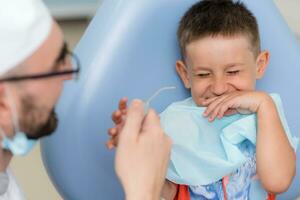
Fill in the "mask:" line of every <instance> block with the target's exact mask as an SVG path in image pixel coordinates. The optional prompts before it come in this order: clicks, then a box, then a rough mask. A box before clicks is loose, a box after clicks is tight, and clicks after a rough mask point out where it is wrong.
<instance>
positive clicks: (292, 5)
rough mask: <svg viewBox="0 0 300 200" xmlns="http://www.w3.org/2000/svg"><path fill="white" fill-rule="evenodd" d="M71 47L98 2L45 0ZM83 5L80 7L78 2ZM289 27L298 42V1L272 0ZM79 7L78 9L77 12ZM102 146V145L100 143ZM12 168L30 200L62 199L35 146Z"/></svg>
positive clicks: (13, 166) (103, 144)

*EXERCISE OBJECTIVE:* Reproduce the records exactly, starting with their first line and ending with the line that contains "rough mask: <svg", though pictures should be dropped.

*TASK RESPONSE:*
Fill in the "mask:" line of every <instance> block with the target's exact mask as an SVG path in image pixel coordinates. The optional prompts before it come in this order: clicks, then a box, then a rough mask. A box before clicks is loose, a box after clicks is tight, and clicks after a rough mask point out where it is wrong.
<instance>
positive clicks: (292, 5)
rough mask: <svg viewBox="0 0 300 200" xmlns="http://www.w3.org/2000/svg"><path fill="white" fill-rule="evenodd" d="M71 47L98 2L45 0ZM83 5L80 7L78 2ZM289 27L298 42V1L272 0ZM79 7L78 9L77 12ZM102 146V145L100 143ZM12 168L30 200L62 199L35 146Z"/></svg>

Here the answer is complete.